• WHAT THE TASK ASKS: Wherever "query" appears in the records below, copy the line that holds it.

#### LISTED RECORDS

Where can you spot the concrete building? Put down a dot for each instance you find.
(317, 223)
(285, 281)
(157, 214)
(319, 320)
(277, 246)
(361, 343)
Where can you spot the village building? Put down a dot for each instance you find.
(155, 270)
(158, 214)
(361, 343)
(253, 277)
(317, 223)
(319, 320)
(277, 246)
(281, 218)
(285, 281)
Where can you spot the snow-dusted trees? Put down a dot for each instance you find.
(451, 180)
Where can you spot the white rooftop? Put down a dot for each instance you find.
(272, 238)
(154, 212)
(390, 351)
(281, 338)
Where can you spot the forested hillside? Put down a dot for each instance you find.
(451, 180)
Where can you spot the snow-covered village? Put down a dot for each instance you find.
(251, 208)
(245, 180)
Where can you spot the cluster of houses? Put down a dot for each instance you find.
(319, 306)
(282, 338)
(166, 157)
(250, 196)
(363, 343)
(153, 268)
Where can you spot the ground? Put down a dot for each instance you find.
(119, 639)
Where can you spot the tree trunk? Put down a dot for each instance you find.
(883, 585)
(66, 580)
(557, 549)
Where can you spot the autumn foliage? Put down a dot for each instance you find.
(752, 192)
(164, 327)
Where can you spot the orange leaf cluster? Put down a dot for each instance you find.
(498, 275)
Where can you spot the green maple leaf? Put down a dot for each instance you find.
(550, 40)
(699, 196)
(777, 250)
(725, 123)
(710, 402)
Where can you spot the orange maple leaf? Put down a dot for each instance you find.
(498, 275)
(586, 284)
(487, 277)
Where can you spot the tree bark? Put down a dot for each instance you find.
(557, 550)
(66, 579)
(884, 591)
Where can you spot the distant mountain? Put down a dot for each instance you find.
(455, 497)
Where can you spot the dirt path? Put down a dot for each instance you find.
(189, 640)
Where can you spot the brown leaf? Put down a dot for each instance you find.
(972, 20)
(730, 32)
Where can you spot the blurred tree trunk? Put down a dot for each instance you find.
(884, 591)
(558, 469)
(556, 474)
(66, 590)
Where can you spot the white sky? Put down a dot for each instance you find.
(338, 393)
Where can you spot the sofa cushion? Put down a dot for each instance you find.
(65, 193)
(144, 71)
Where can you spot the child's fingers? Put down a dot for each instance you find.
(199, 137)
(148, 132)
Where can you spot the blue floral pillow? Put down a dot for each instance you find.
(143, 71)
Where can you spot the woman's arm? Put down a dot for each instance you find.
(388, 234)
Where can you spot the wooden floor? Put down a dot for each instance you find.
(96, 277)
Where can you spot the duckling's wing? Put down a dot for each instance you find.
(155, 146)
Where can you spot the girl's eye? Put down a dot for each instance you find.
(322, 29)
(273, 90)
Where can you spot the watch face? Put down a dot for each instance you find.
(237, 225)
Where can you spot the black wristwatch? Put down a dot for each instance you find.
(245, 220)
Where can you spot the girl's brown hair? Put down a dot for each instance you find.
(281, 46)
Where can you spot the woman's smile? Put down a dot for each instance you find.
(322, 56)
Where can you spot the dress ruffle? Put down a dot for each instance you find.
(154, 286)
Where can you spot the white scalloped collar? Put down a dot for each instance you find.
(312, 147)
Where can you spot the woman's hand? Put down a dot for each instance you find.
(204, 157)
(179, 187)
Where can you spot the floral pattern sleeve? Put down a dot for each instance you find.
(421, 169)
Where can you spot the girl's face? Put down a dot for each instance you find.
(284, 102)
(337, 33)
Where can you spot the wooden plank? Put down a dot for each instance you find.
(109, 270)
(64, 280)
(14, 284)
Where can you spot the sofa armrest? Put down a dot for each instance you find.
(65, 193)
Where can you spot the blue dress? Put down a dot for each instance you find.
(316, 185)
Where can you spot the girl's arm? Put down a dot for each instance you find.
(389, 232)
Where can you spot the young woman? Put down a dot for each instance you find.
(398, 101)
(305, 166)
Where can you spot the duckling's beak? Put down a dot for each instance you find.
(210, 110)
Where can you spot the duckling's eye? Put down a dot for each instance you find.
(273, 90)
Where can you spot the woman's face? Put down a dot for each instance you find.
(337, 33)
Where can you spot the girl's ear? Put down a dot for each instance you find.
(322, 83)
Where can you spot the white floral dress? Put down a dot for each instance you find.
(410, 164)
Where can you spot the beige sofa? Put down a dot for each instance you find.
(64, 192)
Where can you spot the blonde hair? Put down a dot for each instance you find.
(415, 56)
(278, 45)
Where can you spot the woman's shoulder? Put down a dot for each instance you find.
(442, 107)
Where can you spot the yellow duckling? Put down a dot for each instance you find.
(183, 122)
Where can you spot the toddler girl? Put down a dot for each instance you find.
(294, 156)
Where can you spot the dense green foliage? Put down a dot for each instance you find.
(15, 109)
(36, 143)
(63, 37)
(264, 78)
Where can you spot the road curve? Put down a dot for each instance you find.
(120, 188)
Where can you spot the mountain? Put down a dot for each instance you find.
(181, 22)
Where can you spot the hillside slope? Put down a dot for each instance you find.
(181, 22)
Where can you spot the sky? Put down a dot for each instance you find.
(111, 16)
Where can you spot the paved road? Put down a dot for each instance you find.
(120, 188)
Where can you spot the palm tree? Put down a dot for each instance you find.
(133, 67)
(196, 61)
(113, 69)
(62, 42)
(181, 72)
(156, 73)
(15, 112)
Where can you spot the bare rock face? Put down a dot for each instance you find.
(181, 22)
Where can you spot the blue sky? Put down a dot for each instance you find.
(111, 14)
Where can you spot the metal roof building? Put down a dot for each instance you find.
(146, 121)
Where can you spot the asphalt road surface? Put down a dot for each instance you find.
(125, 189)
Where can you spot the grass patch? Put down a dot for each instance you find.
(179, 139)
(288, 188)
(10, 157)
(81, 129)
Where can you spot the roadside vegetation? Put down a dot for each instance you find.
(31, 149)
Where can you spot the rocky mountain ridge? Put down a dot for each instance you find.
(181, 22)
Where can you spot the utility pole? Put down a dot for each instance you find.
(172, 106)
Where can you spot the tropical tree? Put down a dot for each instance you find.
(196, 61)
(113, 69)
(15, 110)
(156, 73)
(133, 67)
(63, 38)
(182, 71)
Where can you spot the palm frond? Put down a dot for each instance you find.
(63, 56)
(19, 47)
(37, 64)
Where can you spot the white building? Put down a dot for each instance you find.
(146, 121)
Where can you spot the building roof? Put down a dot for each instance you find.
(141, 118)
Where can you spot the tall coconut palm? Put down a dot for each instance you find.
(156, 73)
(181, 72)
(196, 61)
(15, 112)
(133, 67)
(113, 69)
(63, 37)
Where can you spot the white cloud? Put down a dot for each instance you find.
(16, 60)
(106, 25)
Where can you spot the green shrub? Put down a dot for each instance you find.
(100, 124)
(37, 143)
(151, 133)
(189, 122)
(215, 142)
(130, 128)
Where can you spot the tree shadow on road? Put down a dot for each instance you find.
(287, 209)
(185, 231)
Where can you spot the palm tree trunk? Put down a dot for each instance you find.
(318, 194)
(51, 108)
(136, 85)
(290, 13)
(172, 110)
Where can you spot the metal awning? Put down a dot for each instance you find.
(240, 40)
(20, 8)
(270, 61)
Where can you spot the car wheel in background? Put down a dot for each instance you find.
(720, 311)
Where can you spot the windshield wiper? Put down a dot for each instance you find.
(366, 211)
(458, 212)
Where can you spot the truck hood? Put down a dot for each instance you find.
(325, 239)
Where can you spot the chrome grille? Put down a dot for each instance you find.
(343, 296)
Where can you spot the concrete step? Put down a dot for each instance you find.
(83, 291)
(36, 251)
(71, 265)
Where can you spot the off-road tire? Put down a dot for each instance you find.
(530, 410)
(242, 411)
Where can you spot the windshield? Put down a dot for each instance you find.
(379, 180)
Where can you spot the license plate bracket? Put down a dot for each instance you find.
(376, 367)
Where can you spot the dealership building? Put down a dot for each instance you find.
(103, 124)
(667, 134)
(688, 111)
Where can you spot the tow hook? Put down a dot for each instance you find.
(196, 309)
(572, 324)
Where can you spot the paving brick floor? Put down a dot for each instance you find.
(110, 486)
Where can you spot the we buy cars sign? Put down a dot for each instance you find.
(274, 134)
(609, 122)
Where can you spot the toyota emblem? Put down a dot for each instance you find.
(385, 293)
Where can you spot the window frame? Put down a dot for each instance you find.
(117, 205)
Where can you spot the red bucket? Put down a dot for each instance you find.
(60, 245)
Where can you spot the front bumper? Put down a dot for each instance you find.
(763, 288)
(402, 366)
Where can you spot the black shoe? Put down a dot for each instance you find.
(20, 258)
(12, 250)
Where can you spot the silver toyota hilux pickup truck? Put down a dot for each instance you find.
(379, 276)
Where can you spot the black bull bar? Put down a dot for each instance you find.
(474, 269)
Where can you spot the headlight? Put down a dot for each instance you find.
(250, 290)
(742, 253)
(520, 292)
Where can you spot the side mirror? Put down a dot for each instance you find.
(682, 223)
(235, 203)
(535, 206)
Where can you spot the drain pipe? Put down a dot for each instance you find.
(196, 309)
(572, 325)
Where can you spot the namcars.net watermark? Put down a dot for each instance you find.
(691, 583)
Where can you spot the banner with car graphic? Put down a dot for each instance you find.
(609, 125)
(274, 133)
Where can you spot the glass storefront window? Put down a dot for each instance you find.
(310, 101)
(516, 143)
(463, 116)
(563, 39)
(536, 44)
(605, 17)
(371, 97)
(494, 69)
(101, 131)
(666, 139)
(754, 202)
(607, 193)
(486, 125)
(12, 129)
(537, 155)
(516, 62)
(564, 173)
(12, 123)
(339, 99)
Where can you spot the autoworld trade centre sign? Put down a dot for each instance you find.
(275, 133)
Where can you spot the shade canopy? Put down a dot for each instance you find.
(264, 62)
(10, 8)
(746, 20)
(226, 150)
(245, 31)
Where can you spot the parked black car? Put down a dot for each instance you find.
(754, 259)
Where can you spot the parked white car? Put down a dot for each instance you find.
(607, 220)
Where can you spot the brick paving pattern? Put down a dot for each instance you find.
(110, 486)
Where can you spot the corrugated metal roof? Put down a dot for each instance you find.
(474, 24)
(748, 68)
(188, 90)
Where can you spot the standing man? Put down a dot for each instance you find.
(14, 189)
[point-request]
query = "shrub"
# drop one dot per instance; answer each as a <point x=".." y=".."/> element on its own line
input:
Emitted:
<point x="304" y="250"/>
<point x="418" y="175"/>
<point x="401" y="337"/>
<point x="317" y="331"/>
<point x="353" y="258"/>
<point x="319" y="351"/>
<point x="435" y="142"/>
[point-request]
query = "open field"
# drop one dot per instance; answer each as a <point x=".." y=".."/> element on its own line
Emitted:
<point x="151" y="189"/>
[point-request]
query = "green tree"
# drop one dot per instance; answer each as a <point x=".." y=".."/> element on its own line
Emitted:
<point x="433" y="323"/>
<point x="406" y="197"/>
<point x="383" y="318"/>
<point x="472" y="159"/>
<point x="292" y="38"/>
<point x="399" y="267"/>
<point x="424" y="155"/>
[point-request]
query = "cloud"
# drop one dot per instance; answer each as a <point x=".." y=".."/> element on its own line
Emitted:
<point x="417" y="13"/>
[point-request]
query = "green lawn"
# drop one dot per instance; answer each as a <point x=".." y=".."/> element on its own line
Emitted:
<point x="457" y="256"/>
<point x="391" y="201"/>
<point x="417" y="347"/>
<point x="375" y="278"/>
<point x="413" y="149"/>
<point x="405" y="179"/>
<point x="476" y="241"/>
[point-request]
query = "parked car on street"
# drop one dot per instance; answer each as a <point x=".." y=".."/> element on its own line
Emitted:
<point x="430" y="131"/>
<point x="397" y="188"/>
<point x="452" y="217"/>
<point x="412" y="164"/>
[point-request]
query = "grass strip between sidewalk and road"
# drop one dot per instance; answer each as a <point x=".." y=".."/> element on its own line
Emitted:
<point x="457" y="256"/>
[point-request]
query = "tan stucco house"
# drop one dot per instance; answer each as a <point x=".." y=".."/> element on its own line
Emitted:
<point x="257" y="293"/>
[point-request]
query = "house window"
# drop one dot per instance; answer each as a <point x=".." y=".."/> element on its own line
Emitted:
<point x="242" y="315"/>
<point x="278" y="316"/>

########

• COMPLETED EXERCISE:
query = "shrub"
query = "open field"
query = "green tree"
query = "cloud"
query = "green lawn"
query = "parked car on street"
query = "grass strip between sidewalk and road"
query = "tan stucco house"
query = "house window"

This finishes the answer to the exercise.